Exercise: How many lines of the records below contain the word "wall"? Case counts. Reply with the number only.

Task material:
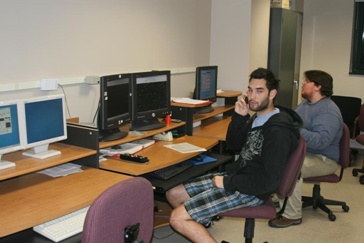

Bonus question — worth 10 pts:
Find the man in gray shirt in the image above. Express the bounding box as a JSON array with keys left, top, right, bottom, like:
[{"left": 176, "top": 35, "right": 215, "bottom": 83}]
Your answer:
[{"left": 268, "top": 70, "right": 343, "bottom": 228}]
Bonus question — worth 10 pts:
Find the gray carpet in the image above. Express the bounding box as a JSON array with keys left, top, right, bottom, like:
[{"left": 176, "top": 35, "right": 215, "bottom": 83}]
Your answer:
[{"left": 152, "top": 153, "right": 364, "bottom": 243}]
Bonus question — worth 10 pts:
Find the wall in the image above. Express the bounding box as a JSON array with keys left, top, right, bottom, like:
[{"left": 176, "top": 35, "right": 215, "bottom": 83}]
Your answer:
[
  {"left": 300, "top": 0, "right": 364, "bottom": 102},
  {"left": 0, "top": 0, "right": 211, "bottom": 122}
]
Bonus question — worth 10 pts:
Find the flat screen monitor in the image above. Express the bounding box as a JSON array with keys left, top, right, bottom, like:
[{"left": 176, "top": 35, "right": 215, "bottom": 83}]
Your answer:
[
  {"left": 193, "top": 66, "right": 218, "bottom": 113},
  {"left": 0, "top": 101, "right": 24, "bottom": 170},
  {"left": 23, "top": 94, "right": 67, "bottom": 159},
  {"left": 98, "top": 74, "right": 131, "bottom": 141},
  {"left": 131, "top": 70, "right": 171, "bottom": 131}
]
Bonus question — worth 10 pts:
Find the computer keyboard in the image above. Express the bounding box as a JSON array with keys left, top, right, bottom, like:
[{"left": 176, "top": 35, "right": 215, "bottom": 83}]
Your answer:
[
  {"left": 150, "top": 161, "right": 193, "bottom": 180},
  {"left": 33, "top": 206, "right": 89, "bottom": 242}
]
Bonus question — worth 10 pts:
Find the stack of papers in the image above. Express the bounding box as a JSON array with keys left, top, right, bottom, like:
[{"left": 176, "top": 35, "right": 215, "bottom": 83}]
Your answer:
[
  {"left": 172, "top": 97, "right": 211, "bottom": 105},
  {"left": 100, "top": 138, "right": 155, "bottom": 156},
  {"left": 164, "top": 143, "right": 206, "bottom": 154},
  {"left": 38, "top": 163, "right": 83, "bottom": 177}
]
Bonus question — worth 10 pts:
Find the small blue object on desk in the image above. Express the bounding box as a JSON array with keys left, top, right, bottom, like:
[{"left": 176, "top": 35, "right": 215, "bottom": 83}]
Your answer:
[{"left": 188, "top": 154, "right": 217, "bottom": 165}]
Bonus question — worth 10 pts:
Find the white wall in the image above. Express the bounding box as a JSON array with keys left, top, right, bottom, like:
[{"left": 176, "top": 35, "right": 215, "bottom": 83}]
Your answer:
[
  {"left": 300, "top": 0, "right": 364, "bottom": 102},
  {"left": 0, "top": 0, "right": 211, "bottom": 122}
]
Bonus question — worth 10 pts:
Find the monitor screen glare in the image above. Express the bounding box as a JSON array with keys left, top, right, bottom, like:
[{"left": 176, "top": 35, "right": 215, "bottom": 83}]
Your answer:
[
  {"left": 0, "top": 101, "right": 23, "bottom": 170},
  {"left": 23, "top": 95, "right": 67, "bottom": 159}
]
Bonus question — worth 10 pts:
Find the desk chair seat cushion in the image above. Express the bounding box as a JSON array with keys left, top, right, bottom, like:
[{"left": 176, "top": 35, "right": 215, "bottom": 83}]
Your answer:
[
  {"left": 303, "top": 174, "right": 340, "bottom": 183},
  {"left": 355, "top": 134, "right": 364, "bottom": 145},
  {"left": 82, "top": 177, "right": 154, "bottom": 243}
]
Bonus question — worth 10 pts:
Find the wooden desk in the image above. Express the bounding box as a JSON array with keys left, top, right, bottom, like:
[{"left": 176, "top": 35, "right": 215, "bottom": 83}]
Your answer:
[
  {"left": 0, "top": 143, "right": 97, "bottom": 181},
  {"left": 99, "top": 136, "right": 218, "bottom": 176},
  {"left": 99, "top": 121, "right": 186, "bottom": 148},
  {"left": 0, "top": 167, "right": 130, "bottom": 237},
  {"left": 193, "top": 116, "right": 231, "bottom": 141}
]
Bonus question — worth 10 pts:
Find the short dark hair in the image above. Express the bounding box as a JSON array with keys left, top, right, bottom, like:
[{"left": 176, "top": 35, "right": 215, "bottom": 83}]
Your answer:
[
  {"left": 249, "top": 68, "right": 280, "bottom": 91},
  {"left": 304, "top": 70, "right": 334, "bottom": 97}
]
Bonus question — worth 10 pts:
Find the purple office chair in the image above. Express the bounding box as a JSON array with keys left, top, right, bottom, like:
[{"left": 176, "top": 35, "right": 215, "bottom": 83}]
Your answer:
[
  {"left": 82, "top": 177, "right": 154, "bottom": 243},
  {"left": 302, "top": 123, "right": 350, "bottom": 221},
  {"left": 219, "top": 137, "right": 306, "bottom": 243},
  {"left": 353, "top": 104, "right": 364, "bottom": 185}
]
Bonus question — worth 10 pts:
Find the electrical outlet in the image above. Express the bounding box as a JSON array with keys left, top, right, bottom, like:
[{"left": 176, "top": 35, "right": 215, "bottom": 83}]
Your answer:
[{"left": 40, "top": 78, "right": 58, "bottom": 90}]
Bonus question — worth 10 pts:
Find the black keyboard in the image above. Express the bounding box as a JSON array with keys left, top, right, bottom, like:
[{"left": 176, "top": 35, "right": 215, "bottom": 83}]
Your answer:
[{"left": 150, "top": 161, "right": 193, "bottom": 180}]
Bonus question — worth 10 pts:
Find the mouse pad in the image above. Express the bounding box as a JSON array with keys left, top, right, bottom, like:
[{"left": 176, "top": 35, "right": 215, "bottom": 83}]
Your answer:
[{"left": 188, "top": 154, "right": 217, "bottom": 165}]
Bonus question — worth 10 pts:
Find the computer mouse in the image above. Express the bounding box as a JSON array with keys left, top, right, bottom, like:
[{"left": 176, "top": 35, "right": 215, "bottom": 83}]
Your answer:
[{"left": 193, "top": 155, "right": 203, "bottom": 161}]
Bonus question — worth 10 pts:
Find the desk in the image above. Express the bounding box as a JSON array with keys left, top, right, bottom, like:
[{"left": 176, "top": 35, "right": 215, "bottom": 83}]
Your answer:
[
  {"left": 0, "top": 167, "right": 130, "bottom": 237},
  {"left": 193, "top": 116, "right": 231, "bottom": 154},
  {"left": 99, "top": 136, "right": 218, "bottom": 176}
]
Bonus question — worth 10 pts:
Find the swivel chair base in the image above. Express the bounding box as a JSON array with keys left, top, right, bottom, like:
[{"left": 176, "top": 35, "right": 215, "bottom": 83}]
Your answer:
[{"left": 302, "top": 184, "right": 349, "bottom": 221}]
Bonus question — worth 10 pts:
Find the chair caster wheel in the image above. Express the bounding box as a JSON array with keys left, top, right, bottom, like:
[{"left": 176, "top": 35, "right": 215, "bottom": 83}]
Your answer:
[
  {"left": 352, "top": 169, "right": 358, "bottom": 176},
  {"left": 329, "top": 213, "right": 336, "bottom": 221},
  {"left": 342, "top": 205, "right": 349, "bottom": 212}
]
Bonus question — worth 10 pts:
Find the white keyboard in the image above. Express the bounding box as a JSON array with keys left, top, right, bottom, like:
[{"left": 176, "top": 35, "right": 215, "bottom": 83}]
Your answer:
[{"left": 33, "top": 206, "right": 89, "bottom": 242}]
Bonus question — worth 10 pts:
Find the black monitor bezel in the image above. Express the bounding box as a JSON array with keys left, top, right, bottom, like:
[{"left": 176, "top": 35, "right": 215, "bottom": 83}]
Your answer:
[
  {"left": 132, "top": 70, "right": 171, "bottom": 121},
  {"left": 193, "top": 65, "right": 218, "bottom": 102},
  {"left": 98, "top": 73, "right": 132, "bottom": 130}
]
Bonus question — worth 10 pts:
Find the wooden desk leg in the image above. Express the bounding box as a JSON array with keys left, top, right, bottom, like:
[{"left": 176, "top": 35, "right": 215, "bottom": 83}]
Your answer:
[{"left": 154, "top": 201, "right": 172, "bottom": 229}]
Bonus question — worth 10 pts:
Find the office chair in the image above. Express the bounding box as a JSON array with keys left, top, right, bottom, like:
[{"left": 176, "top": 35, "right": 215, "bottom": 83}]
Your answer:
[
  {"left": 82, "top": 177, "right": 154, "bottom": 243},
  {"left": 331, "top": 95, "right": 361, "bottom": 138},
  {"left": 219, "top": 137, "right": 306, "bottom": 243},
  {"left": 350, "top": 104, "right": 364, "bottom": 185},
  {"left": 302, "top": 123, "right": 350, "bottom": 221}
]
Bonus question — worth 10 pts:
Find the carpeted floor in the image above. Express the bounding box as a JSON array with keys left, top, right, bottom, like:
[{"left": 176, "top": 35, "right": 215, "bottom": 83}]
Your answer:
[{"left": 152, "top": 153, "right": 364, "bottom": 243}]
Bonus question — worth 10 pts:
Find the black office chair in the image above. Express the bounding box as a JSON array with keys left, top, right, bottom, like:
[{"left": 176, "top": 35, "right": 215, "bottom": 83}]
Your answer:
[
  {"left": 302, "top": 123, "right": 350, "bottom": 221},
  {"left": 353, "top": 104, "right": 364, "bottom": 185},
  {"left": 331, "top": 95, "right": 361, "bottom": 138}
]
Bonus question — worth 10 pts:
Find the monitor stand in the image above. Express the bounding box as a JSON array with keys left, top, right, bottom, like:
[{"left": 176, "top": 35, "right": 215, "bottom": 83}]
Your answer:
[
  {"left": 130, "top": 118, "right": 166, "bottom": 131},
  {"left": 195, "top": 105, "right": 214, "bottom": 114},
  {"left": 23, "top": 144, "right": 61, "bottom": 159},
  {"left": 99, "top": 128, "right": 128, "bottom": 142},
  {"left": 0, "top": 154, "right": 15, "bottom": 170}
]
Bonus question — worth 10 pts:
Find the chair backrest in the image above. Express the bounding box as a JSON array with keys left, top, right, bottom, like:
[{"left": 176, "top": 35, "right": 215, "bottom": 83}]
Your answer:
[
  {"left": 339, "top": 123, "right": 350, "bottom": 169},
  {"left": 82, "top": 177, "right": 154, "bottom": 243},
  {"left": 358, "top": 103, "right": 364, "bottom": 132},
  {"left": 331, "top": 95, "right": 361, "bottom": 138},
  {"left": 277, "top": 136, "right": 306, "bottom": 197}
]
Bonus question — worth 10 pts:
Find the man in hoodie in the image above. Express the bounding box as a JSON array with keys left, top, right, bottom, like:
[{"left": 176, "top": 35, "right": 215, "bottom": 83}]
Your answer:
[
  {"left": 268, "top": 70, "right": 344, "bottom": 228},
  {"left": 166, "top": 68, "right": 302, "bottom": 243}
]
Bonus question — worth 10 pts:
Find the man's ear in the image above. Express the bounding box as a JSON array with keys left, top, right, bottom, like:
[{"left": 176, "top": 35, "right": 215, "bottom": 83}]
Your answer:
[{"left": 269, "top": 89, "right": 277, "bottom": 100}]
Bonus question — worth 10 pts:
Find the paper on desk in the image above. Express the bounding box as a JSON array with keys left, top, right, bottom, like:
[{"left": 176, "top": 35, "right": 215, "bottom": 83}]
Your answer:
[
  {"left": 38, "top": 163, "right": 83, "bottom": 177},
  {"left": 164, "top": 143, "right": 206, "bottom": 154},
  {"left": 172, "top": 97, "right": 211, "bottom": 105}
]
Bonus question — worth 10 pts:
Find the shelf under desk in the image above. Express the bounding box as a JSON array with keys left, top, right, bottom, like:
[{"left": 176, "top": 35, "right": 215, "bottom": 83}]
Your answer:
[
  {"left": 0, "top": 167, "right": 130, "bottom": 237},
  {"left": 144, "top": 153, "right": 232, "bottom": 193},
  {"left": 99, "top": 136, "right": 218, "bottom": 176}
]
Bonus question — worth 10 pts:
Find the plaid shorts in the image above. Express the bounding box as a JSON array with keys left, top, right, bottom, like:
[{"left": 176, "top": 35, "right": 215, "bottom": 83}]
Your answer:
[{"left": 183, "top": 173, "right": 264, "bottom": 225}]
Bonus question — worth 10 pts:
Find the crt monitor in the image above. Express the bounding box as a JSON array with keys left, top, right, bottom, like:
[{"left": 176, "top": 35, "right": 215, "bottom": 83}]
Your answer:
[
  {"left": 23, "top": 94, "right": 67, "bottom": 159},
  {"left": 0, "top": 100, "right": 24, "bottom": 170},
  {"left": 131, "top": 70, "right": 171, "bottom": 131},
  {"left": 98, "top": 74, "right": 131, "bottom": 141},
  {"left": 193, "top": 66, "right": 218, "bottom": 113}
]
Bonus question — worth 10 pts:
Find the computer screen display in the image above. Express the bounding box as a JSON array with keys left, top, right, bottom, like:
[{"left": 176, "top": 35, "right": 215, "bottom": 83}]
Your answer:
[
  {"left": 194, "top": 66, "right": 218, "bottom": 102},
  {"left": 23, "top": 94, "right": 67, "bottom": 159},
  {"left": 193, "top": 66, "right": 218, "bottom": 114},
  {"left": 131, "top": 70, "right": 171, "bottom": 131},
  {"left": 0, "top": 101, "right": 24, "bottom": 170},
  {"left": 98, "top": 74, "right": 131, "bottom": 141}
]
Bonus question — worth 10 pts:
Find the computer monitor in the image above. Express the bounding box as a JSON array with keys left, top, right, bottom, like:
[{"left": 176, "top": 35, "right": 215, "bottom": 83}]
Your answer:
[
  {"left": 23, "top": 94, "right": 67, "bottom": 159},
  {"left": 131, "top": 70, "right": 171, "bottom": 131},
  {"left": 193, "top": 66, "right": 218, "bottom": 113},
  {"left": 98, "top": 74, "right": 132, "bottom": 141},
  {"left": 0, "top": 100, "right": 24, "bottom": 170}
]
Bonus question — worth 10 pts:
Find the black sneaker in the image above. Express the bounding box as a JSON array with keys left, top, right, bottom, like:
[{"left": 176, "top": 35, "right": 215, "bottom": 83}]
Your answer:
[{"left": 268, "top": 216, "right": 302, "bottom": 228}]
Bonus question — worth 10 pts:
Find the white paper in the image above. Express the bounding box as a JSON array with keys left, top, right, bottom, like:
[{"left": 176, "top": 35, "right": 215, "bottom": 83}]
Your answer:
[{"left": 164, "top": 143, "right": 206, "bottom": 154}]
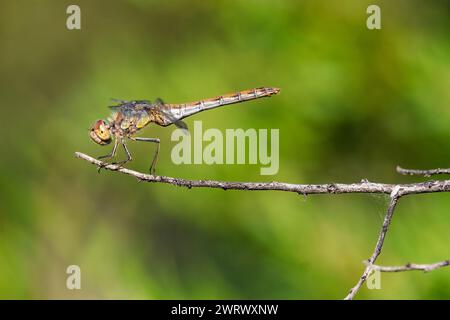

Solution: 2